Exercise instructions
Can you update the stretch of records from the line containing "Provide one point per instance of the white dump" through the line containing "[(452, 155)]" by changing "dirt ground" to "bare soil" and leaving everything else as it is?

Input material
────────────────────

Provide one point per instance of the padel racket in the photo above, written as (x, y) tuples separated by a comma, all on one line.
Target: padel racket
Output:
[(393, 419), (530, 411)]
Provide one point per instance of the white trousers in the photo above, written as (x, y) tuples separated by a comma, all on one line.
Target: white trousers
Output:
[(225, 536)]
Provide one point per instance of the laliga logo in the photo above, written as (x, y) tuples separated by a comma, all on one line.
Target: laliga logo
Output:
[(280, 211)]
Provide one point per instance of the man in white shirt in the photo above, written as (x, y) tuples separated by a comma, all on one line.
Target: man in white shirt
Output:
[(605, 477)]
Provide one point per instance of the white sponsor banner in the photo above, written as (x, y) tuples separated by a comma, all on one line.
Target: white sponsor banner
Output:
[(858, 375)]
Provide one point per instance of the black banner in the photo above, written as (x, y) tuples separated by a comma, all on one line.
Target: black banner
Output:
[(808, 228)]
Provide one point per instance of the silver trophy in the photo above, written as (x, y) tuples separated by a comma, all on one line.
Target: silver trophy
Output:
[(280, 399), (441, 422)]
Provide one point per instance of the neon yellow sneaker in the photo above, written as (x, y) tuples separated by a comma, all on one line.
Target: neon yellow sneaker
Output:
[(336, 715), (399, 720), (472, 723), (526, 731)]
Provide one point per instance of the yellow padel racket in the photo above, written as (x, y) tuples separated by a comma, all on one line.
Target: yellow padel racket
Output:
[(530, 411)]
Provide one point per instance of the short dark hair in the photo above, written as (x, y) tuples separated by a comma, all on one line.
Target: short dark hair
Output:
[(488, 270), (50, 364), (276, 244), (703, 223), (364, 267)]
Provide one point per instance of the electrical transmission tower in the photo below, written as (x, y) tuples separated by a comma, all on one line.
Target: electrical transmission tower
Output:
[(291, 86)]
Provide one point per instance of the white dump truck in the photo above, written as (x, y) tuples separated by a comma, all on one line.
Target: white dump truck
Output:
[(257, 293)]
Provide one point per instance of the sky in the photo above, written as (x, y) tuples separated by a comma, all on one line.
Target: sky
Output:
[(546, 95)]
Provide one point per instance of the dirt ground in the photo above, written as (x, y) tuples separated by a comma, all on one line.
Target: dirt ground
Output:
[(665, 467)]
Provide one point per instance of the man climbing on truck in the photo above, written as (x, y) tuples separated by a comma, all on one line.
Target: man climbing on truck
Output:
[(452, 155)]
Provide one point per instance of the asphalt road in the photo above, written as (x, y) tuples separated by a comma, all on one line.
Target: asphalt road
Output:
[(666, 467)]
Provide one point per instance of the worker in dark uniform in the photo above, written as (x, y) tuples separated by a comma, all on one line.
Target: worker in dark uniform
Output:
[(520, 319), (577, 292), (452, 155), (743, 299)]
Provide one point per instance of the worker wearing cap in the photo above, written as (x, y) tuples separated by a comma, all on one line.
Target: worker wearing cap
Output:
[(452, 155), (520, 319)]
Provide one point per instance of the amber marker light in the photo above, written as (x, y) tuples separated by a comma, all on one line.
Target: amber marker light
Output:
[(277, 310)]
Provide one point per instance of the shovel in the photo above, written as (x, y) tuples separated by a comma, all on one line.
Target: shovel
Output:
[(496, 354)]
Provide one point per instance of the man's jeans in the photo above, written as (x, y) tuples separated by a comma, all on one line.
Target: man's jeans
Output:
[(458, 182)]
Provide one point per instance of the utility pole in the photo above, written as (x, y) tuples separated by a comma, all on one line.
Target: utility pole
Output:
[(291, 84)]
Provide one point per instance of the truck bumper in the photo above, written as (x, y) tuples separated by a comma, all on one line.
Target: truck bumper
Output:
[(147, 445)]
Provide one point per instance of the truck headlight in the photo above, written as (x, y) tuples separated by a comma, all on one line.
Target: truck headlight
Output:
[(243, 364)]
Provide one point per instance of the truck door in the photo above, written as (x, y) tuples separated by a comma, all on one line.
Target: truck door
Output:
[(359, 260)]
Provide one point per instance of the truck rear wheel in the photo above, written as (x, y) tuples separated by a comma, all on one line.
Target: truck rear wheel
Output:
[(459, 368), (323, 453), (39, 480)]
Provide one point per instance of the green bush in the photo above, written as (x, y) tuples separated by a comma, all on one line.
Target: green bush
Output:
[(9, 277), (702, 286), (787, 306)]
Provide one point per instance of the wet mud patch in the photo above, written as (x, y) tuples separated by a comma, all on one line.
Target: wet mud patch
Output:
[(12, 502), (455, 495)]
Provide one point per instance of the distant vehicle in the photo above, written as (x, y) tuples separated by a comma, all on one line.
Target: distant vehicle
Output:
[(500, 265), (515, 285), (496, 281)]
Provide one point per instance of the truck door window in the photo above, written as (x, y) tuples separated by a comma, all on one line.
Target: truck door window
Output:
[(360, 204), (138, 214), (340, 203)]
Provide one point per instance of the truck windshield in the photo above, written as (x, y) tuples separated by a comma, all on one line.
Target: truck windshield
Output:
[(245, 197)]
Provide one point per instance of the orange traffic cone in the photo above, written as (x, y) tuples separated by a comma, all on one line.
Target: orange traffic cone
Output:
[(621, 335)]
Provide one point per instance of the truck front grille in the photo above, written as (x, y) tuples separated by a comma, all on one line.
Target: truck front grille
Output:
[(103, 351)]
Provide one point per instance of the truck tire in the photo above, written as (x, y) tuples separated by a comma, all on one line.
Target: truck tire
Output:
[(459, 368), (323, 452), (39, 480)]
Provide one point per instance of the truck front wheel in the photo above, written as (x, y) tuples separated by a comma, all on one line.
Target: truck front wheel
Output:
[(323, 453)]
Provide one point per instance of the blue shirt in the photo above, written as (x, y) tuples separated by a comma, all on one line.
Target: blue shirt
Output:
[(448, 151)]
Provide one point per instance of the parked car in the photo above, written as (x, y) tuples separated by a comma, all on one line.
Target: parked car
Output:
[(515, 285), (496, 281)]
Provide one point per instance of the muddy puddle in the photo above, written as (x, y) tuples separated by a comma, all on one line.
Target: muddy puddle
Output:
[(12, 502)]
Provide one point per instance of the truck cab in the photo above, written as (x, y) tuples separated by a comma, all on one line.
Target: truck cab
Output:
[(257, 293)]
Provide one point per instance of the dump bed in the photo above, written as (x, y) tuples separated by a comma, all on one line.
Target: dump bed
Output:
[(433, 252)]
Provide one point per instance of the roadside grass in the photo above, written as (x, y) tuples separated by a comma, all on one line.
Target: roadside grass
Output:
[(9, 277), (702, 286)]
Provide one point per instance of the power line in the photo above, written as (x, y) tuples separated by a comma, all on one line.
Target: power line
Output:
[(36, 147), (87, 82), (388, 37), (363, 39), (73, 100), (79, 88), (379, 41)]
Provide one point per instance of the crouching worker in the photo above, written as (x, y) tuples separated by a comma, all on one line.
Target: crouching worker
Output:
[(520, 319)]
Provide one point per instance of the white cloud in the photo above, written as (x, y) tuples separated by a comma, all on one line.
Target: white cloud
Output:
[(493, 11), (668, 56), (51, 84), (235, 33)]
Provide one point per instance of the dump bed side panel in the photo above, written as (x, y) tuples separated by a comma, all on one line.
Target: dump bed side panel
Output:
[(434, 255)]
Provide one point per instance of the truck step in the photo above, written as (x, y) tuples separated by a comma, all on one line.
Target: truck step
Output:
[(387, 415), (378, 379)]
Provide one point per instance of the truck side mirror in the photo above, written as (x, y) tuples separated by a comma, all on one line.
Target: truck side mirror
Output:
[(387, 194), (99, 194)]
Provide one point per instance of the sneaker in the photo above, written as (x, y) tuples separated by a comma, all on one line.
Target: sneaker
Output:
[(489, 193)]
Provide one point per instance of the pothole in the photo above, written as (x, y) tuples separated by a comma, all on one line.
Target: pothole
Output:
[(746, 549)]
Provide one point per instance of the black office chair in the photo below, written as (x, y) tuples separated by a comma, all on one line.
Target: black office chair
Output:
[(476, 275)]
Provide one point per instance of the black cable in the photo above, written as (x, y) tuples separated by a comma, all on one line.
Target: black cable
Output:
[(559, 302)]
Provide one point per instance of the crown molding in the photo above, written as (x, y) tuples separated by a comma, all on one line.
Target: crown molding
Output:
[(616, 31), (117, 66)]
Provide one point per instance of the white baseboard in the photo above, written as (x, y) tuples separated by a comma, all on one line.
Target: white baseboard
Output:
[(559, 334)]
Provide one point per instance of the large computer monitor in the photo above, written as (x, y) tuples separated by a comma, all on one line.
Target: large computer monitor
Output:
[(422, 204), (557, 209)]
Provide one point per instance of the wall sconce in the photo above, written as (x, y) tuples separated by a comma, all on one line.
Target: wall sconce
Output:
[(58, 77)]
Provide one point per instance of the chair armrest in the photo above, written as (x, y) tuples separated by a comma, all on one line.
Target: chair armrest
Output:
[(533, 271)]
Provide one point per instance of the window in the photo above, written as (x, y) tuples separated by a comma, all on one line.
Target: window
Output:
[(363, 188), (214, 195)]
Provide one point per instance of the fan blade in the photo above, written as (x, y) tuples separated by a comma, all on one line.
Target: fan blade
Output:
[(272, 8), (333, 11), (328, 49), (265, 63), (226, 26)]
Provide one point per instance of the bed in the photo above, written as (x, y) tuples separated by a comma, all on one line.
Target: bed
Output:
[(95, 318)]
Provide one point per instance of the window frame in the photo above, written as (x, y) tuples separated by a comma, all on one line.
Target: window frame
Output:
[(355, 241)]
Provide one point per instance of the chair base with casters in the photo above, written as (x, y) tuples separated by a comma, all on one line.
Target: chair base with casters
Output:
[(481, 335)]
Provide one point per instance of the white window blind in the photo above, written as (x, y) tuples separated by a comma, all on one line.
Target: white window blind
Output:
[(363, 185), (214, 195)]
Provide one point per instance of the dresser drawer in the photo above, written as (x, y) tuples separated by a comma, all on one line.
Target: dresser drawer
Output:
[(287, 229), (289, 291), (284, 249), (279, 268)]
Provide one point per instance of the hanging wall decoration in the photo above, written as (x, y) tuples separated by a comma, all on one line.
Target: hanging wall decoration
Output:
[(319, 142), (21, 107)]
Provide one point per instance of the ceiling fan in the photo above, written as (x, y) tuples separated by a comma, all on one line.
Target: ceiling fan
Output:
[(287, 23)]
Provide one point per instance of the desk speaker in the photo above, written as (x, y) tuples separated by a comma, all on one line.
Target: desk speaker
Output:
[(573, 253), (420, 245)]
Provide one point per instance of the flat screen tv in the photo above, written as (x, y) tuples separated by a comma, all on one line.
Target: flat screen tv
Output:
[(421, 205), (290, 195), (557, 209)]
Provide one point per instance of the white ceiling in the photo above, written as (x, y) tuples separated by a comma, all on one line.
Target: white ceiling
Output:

────────────────────

Solution to the exercise
Provide one point per instance of the white dump truck in the photo above, written as (x, y) tuples separated by a comma, all on one line.
Target: white dump truck
Output:
[(257, 293)]
Provide one point per instance of the sky in the photo above, written as (x, y) tuples separated by a comma, all on one line.
Target: sky
Output:
[(546, 95)]
Provide one point per instance of the bare soil in the photo above, written as (x, y) tuples separated by a comma, all on one line.
Target: bare soil
Output:
[(665, 467)]
Provide one point per instance of the man climbing on truck in the photo above, written as (x, y) tuples separated by a comma, all on one line.
Target: man climbing on truck
Output:
[(452, 155)]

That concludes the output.